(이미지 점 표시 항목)
◆ ◆ ◆

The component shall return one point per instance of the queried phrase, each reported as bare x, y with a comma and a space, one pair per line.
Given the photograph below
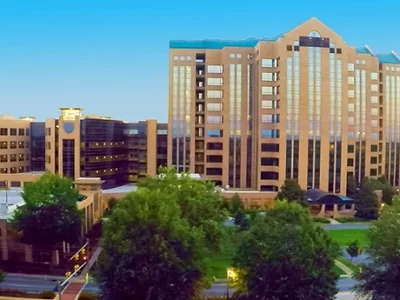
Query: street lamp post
59, 289
227, 284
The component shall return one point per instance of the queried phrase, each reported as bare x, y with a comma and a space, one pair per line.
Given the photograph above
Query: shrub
47, 295
87, 296
321, 220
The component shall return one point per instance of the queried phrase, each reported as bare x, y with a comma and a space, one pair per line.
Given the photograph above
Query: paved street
42, 283
345, 226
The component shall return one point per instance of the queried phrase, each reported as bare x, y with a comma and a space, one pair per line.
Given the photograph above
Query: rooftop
121, 189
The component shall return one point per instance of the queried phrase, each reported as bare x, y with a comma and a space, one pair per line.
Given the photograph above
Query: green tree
2, 275
150, 251
367, 206
388, 193
200, 203
236, 204
351, 190
353, 249
286, 256
50, 214
240, 215
380, 279
292, 191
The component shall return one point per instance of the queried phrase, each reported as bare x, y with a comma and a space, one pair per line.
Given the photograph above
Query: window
267, 63
269, 104
267, 90
214, 133
269, 147
215, 69
350, 149
215, 81
374, 76
214, 158
214, 94
270, 118
269, 161
214, 146
267, 76
214, 106
270, 133
214, 119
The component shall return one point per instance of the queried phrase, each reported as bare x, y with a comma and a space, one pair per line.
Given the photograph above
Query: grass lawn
219, 262
349, 264
339, 271
345, 237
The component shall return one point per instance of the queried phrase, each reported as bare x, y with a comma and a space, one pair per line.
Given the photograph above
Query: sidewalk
72, 290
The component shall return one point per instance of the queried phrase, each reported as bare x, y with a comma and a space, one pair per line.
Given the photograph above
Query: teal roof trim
218, 44
388, 58
363, 50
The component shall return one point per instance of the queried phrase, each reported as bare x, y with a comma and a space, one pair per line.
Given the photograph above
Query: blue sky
111, 57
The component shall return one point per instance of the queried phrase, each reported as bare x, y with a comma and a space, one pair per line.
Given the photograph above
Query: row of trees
50, 214
156, 240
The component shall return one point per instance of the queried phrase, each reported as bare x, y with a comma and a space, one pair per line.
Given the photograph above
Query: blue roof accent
219, 44
363, 50
388, 58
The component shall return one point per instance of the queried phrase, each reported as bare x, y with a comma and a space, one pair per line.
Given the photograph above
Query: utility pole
59, 289
6, 182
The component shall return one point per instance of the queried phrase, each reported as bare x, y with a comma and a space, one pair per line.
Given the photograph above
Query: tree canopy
198, 200
50, 214
292, 191
149, 251
156, 239
381, 278
367, 206
236, 204
286, 256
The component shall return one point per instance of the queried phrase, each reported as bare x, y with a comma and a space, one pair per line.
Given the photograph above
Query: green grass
349, 264
345, 237
353, 220
219, 262
338, 271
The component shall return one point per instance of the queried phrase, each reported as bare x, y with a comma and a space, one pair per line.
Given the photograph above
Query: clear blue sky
111, 57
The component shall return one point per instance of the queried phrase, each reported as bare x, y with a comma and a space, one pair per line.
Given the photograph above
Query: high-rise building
75, 145
302, 105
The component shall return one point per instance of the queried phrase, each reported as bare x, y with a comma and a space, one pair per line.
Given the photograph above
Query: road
346, 226
42, 283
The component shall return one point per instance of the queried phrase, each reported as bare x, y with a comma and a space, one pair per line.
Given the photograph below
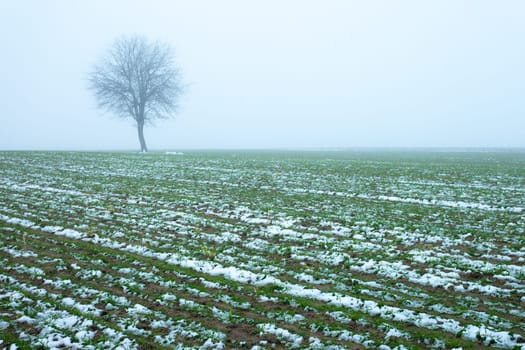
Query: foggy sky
274, 74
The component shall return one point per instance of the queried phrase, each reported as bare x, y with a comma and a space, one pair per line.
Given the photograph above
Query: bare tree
137, 79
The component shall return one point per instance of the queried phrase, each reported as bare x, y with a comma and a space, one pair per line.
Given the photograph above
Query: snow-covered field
320, 250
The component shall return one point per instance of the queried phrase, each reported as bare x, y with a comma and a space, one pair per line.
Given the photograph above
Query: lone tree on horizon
137, 79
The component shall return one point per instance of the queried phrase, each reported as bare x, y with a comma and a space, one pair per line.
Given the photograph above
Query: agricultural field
257, 250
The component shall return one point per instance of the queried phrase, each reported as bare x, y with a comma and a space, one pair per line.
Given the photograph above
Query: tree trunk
140, 129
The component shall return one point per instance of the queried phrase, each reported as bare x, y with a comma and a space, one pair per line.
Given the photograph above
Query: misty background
274, 74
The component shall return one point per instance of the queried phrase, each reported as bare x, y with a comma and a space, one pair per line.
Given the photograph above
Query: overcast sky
274, 74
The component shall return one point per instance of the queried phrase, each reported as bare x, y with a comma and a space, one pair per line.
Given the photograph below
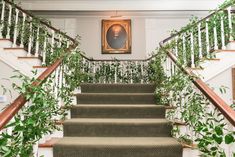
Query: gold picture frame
116, 36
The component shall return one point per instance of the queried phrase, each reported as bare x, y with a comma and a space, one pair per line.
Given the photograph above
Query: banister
195, 24
219, 103
42, 22
19, 102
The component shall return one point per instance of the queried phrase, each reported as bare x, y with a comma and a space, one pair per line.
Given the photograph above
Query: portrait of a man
116, 36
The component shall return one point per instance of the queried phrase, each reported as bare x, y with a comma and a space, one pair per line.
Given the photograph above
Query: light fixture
116, 15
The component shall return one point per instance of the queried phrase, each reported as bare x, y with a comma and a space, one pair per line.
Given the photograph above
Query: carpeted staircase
117, 120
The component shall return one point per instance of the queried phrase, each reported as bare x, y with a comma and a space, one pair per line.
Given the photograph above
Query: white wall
147, 31
158, 29
223, 79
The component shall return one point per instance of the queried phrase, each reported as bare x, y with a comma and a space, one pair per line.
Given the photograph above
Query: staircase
117, 120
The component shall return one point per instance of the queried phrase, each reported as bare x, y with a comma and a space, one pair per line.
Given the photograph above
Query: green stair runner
119, 120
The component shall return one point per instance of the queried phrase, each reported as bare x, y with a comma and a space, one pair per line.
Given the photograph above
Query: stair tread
118, 141
119, 106
118, 121
127, 94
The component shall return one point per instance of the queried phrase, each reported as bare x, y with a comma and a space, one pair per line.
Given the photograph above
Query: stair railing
195, 42
41, 40
185, 49
116, 71
34, 35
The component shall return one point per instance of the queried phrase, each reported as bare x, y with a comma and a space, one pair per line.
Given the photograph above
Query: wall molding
107, 5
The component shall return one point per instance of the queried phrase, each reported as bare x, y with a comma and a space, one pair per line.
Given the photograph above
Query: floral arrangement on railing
205, 126
33, 34
48, 104
195, 42
115, 71
48, 99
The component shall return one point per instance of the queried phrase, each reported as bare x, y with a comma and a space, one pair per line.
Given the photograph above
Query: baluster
200, 41
94, 71
115, 74
23, 31
30, 36
230, 24
121, 72
37, 43
130, 68
16, 28
89, 69
173, 68
167, 67
60, 102
60, 39
35, 149
104, 72
207, 39
68, 43
44, 50
215, 37
9, 22
170, 68
56, 83
222, 33
192, 50
176, 46
52, 40
142, 72
2, 19
184, 51
110, 69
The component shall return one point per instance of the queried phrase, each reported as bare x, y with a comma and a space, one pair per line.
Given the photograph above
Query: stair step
117, 147
118, 111
117, 88
116, 98
117, 127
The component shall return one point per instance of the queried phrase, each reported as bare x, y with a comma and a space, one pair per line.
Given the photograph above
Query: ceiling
123, 5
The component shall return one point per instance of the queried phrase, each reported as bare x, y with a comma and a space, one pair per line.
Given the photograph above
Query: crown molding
125, 14
130, 5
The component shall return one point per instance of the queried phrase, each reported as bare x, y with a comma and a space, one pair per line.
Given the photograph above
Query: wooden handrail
195, 24
219, 103
19, 102
42, 22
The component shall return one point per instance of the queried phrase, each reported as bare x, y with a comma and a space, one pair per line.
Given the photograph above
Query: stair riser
111, 112
117, 88
115, 99
122, 151
117, 130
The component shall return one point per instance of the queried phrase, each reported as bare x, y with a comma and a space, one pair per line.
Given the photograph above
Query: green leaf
218, 130
229, 139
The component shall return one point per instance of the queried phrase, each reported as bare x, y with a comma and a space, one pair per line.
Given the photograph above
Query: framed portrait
116, 36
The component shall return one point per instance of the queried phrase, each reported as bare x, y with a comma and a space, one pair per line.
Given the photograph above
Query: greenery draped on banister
44, 100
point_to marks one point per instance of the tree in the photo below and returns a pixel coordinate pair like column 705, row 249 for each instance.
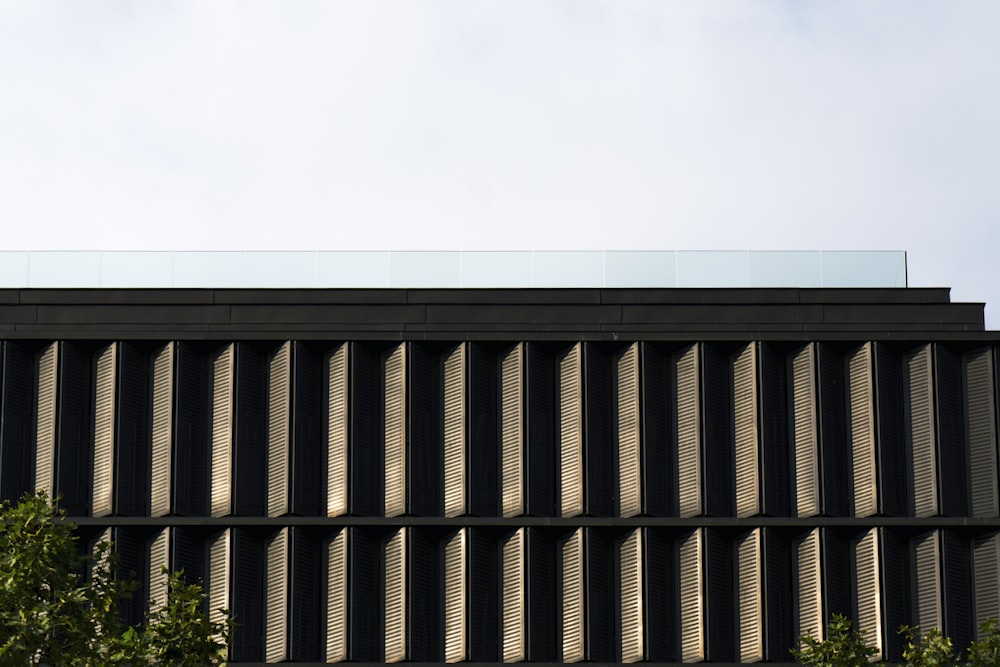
column 58, row 606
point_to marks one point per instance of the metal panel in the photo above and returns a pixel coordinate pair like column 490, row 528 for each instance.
column 573, row 600
column 455, row 450
column 456, row 574
column 571, row 468
column 629, row 433
column 395, row 433
column 276, row 603
column 512, row 430
column 221, row 429
column 395, row 596
column 514, row 628
column 279, row 414
column 104, row 430
column 631, row 587
column 688, row 432
column 335, row 636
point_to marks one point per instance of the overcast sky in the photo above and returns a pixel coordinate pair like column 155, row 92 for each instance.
column 527, row 124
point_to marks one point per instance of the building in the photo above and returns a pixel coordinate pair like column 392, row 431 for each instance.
column 553, row 475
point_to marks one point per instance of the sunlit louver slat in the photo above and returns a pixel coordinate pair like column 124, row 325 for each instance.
column 455, row 452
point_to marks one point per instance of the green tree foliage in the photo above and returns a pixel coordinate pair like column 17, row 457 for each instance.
column 60, row 607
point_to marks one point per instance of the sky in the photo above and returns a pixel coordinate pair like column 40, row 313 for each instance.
column 508, row 124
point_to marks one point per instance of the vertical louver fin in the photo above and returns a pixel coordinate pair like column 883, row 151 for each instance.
column 631, row 596
column 222, row 365
column 691, row 596
column 629, row 461
column 571, row 468
column 455, row 450
column 162, row 430
column 276, row 604
column 514, row 582
column 394, row 411
column 337, row 430
column 981, row 431
column 45, row 419
column 512, row 430
column 104, row 430
column 573, row 601
column 746, row 433
column 456, row 574
column 804, row 432
column 919, row 407
column 688, row 432
column 862, row 419
column 395, row 597
column 335, row 635
column 279, row 413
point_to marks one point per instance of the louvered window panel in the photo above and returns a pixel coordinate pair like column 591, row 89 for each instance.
column 455, row 450
column 512, row 431
column 395, row 597
column 279, row 413
column 629, row 459
column 456, row 575
column 571, row 469
column 688, row 432
column 981, row 431
column 104, row 430
column 573, row 631
column 162, row 430
column 336, row 607
column 276, row 590
column 222, row 365
column 513, row 621
column 394, row 409
column 337, row 433
column 920, row 430
column 631, row 595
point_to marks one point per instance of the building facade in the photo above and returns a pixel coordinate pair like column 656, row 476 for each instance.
column 501, row 475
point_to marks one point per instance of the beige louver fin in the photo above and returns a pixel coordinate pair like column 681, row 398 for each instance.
column 276, row 603
column 162, row 430
column 573, row 613
column 45, row 430
column 631, row 585
column 455, row 592
column 746, row 434
column 395, row 432
column 104, row 431
column 512, row 430
column 455, row 465
column 159, row 558
column 222, row 431
column 808, row 577
column 918, row 376
column 751, row 596
column 861, row 401
column 279, row 414
column 690, row 502
column 629, row 438
column 514, row 647
column 337, row 432
column 395, row 597
column 692, row 600
column 336, row 597
column 980, row 395
column 571, row 432
column 219, row 559
column 986, row 575
column 869, row 592
column 805, row 430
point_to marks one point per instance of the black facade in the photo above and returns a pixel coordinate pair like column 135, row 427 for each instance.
column 609, row 475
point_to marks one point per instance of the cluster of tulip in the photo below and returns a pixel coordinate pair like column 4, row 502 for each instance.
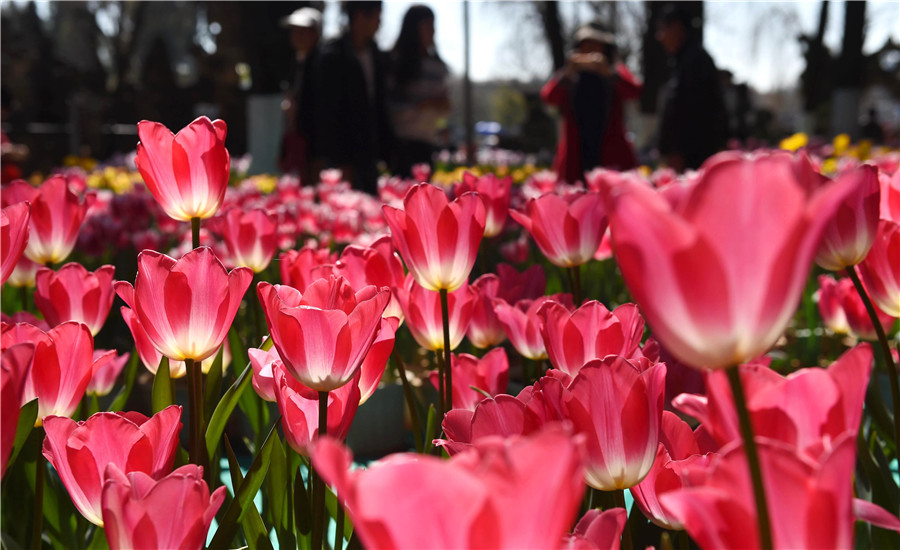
column 716, row 262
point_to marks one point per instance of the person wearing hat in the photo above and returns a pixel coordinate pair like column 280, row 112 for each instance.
column 589, row 92
column 305, row 27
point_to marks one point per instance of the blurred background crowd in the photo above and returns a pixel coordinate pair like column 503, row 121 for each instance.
column 372, row 87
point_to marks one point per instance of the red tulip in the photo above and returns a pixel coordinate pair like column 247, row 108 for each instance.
column 138, row 511
column 830, row 307
column 523, row 324
column 107, row 367
column 485, row 329
column 590, row 332
column 495, row 193
column 56, row 216
column 567, row 229
column 250, row 237
column 618, row 405
column 81, row 451
column 879, row 271
column 62, row 368
column 490, row 374
column 805, row 410
column 75, row 294
column 437, row 239
column 678, row 449
column 487, row 497
column 377, row 264
column 296, row 266
column 323, row 334
column 422, row 309
column 810, row 501
column 15, row 364
column 185, row 306
column 14, row 223
column 299, row 407
column 187, row 173
column 719, row 275
column 850, row 232
column 597, row 530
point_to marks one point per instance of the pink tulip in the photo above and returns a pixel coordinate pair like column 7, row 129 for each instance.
column 830, row 307
column 62, row 368
column 81, row 451
column 719, row 275
column 138, row 510
column 106, row 371
column 56, row 216
column 597, row 530
column 14, row 223
column 323, row 334
column 523, row 324
column 299, row 407
column 250, row 237
column 567, row 229
column 75, row 294
column 850, row 232
column 805, row 410
column 514, row 286
column 485, row 329
column 495, row 193
column 187, row 173
column 678, row 448
column 185, row 306
column 377, row 264
column 490, row 374
column 422, row 309
column 879, row 271
column 810, row 501
column 437, row 239
column 590, row 332
column 296, row 266
column 487, row 497
column 617, row 405
column 15, row 364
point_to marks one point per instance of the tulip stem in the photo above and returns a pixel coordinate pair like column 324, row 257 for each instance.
column 627, row 543
column 195, row 232
column 195, row 412
column 759, row 492
column 318, row 488
column 38, row 527
column 410, row 400
column 885, row 349
column 448, row 385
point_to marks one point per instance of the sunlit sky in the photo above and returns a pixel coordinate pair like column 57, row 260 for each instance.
column 771, row 60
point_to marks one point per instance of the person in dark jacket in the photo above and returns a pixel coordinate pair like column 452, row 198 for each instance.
column 348, row 126
column 694, row 122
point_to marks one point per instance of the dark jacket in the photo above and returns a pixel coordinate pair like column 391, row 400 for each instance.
column 347, row 127
column 694, row 122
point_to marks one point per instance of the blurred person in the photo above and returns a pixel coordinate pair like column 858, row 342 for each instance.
column 305, row 27
column 349, row 127
column 418, row 97
column 590, row 92
column 694, row 121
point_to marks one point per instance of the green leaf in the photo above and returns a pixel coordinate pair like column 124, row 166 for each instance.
column 429, row 430
column 27, row 417
column 223, row 411
column 161, row 396
column 302, row 508
column 254, row 529
column 243, row 495
column 130, row 374
column 213, row 385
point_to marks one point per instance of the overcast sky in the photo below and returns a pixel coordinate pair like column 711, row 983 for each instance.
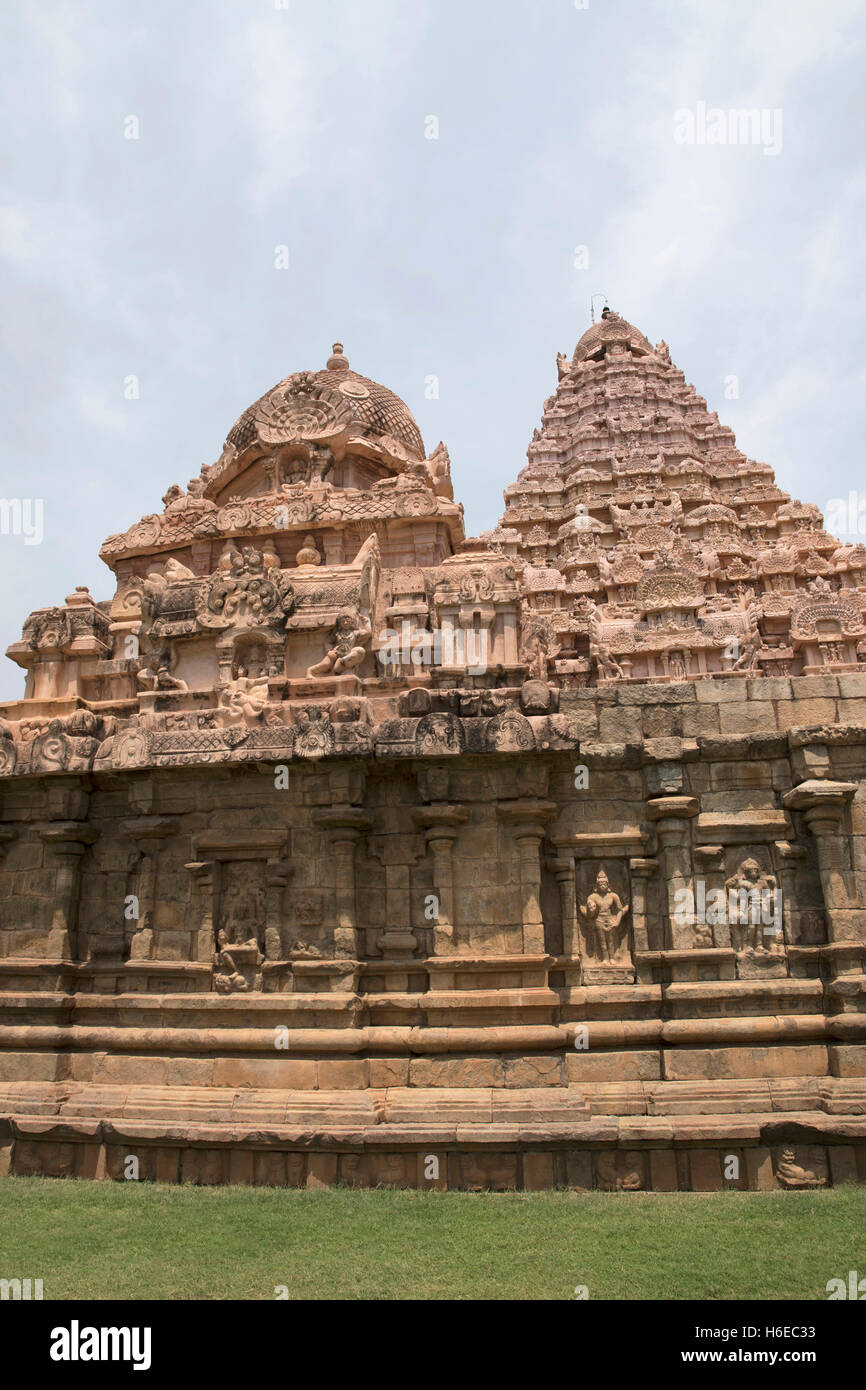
column 305, row 124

◆ ◆ ◆

* 요청 사항:
"point_to marks one point per instance of the tulip"라는 문구가 있는 줄부터 "column 771, row 60"라는 문구가 있는 줄까지(양 끝 포함)의 행만 두 열짜리 CSV로 바꿔 쓰십시오. 열 이름은 "입력"과 "출력"으로 하고, 행마다 한 줄씩 본문은 입력 열에, 답은 출력 열에 각각 큰따옴표로 묶어 넣되 줄바꿈은 공백으로 바꾸십시오.

* 출력 결과:
입력,출력
"point_to marks one point per instance of the tulip stem in the photo above and returns a pixel coordinate pair like column 324, row 257 for each instance.","column 627, row 543 column 195, row 232 column 195, row 412 column 759, row 492 column 318, row 488 column 38, row 527 column 410, row 400 column 885, row 349 column 448, row 385"
"point_to marks one point per instance of the sunlit sky in the photo above and returns a pixel coordinate pair like column 57, row 260 for each instance.","column 771, row 60"